**Set tasks**:
A – For the tomato-growing article, state whether each of the following agrees with it: (i) Joe Lamp'l sows more than 40 varieties each year in his basement; (ii) Craig LeHoullier now grows his plants mostly in garden beds; (iii) the two gardeners agree on which tomato best anchors a BLT. Answer yes or no for each, quoting the deciding words of the article.
B – Summarize the tomato-growing article in two sentences.
C – Write a continuation of the tomato-growing article from the point where it stops.

**Document excerpt**:
● ● ● ●

Are Your Tomatoes ‘Epic’? If Not, Here’s What You Should Be Doing
“We are the luckiest tomato growers in all of history,” proclaimed Craig LeHoullier as he thumbed with dramatic effect through the Seed Savers Exchange yearbook, a hefty index of nearly 12,000 heirloom varieties of the beloved Solanum lycopersicum.
Choosing among such a staggering selection of tomatoes, plus hundreds of modern hybrids not included in that print version of the yearbook, is the first step toward your best-ever harvest — or what Dr. LeHoullier, a retired chemist who has grown perhaps 3,000 varieties, calls “epic tomatoes.”
And reaching that goal does not start with just any old tomato that the local big-box store serves up as transplants by the truckload.
“Epic Tomatoes: How to Select and Grow the Best Varieties of All Time” is Dr. LeHoullier’s 2014 book, now in its seventh printing, with about 80,000 copies in print. And Growing Epic Tomatoes is the name of an online course that he teaches with his friend Joe Lamp’l, the host for 12 years of the Emmy Award-winning public television program “Growing a Greener World.”
Mr. Lamp’l is no tomato slouch, either. Each year, under lights in his Atlanta-area basement, he sows more than 40 varieties — a total of about 2,000 seedlings. He transplants 60 into his raised-bed garden; the rest go to an annual plant sale that he holds with his younger daughter, Amy.
Dr. LeHoullier recently moved to the Blue Ridge Mountains of western North Carolina from Raleigh, where he held a similar annual sale. But now he is paring down, from a peak of 150 varieties a year to maybe 50, with one plant of each grown mostly in straw bales, not garden beds.
“The fruit set is too good here, without so much heat and blossom drop,” he said of his new location. “Last year, with 100 plants, I was picking 75 pounds daily for a month.”
Yes, there is such a thing as too epic.
So Many Tomatoes, So Little Space
Despite their shared passion, these two successful gardeners differ in their choice of gear and the subtleties of their techniques — the methods to their tomato madness. Likewise, they have an ongoing debate about which tomato best anchors a BLT.

● ● ● ●

**Stored records**:

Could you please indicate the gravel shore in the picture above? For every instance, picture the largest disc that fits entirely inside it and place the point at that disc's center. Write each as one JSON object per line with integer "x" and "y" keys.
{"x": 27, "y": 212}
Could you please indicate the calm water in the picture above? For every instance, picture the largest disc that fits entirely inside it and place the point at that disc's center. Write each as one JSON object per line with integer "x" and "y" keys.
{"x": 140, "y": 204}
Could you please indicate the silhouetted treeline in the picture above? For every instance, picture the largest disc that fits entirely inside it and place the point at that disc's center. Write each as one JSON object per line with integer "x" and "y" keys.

● ● ● ●

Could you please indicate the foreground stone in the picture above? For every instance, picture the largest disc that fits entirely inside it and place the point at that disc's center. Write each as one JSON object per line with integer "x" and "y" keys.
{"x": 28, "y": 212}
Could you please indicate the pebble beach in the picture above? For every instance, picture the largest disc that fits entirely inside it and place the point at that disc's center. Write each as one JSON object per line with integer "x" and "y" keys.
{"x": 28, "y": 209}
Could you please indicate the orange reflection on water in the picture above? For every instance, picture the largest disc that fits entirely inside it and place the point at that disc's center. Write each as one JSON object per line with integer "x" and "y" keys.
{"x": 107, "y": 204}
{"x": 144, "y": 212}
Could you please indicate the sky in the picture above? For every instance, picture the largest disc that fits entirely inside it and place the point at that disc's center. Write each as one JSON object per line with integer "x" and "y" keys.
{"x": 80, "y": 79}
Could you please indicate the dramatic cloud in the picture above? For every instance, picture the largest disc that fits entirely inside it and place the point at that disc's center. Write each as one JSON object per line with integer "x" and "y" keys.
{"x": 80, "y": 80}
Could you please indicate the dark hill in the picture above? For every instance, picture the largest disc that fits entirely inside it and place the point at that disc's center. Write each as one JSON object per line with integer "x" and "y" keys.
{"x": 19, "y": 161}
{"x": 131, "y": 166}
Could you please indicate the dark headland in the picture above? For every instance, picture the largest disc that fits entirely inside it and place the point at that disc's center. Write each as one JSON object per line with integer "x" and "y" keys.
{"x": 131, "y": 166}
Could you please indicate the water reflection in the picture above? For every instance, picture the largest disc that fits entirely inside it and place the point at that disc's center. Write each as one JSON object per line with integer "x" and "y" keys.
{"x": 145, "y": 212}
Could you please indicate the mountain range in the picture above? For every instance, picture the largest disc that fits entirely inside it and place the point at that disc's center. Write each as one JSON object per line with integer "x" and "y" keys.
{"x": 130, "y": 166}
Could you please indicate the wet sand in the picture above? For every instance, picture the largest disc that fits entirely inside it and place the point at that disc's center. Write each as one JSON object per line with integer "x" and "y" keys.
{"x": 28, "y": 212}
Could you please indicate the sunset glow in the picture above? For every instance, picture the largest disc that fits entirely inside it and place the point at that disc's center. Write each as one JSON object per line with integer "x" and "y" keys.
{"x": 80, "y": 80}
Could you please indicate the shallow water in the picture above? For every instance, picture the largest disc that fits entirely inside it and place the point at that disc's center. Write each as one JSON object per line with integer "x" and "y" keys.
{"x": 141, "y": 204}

● ● ● ●

**Answers per task**:
A –
(i) Yes: "Each year, under lights in his Atlanta-area basement, he sows more than 40 varieties"
(ii) No: "with one plant of each grown mostly in straw bales, not garden beds"
(iii) No: "they have an ongoing debate about which tomato best anchors a BLT"

B – Craig LeHoullier, a retired chemist and author of "Epic Tomatoes," says growers today can choose from a huge range of heirloom and hybrid varieties, and he teaches an online course on growing tomatoes with Joe Lamp'l, the host of "Growing a Greener World." Both men grow many varieties each year, but they differ in their gear and techniques and disagree about which tomato best anchors a BLT.

C –
Dester, Dr. LeHoullier says emphatically, while Mr. Lamp’l insists on Black Krim.
And for sauce? Whatever is ripe, other than cherry types, they agree. It’s too much work to skin so many little guys for a batch.
There’s another point on which they concur, as well: Every gardener should dig into the catalogs and explore all the possibilities.
“The diversity of catalogs is where tomato dabblers become the tomato obsessed,” said Dr. LeHoullier, who named the popular heirloom Cherokee Purple in 1990. (It came from seed that had been passed down and eventually made its way to him.)
Some of his recommended sources include Southern Exposure Seed Exchange, whose founder tried some Cherokee Purple seed that Dr. LeHoullier shared, and introduced the variety to commerce in 1993. The Seed Savers Exchange, a nonprofit whose catalog showcases heirlooms, is “pivotally important,” said Dr. LeHoullier, who serves as the group’s tomato adviser.
Johnny’s Selected Seeds and Pinetree Garden Seeds also make his list, along with Victory Seeds, which offers all of the varieties from the Dwarf Tomato Project, a breeding effort that Dr. LeHoullier co-founded in 2004, with about 145 varieties. It’s “the heirloom experience with short plants,” he said, “and no need to deal with suckering.”
Dwarfs are perfect for pots or space-constrained gardens — and for gardeners who don’t want to repeatedly prune and support a 10-foot vine.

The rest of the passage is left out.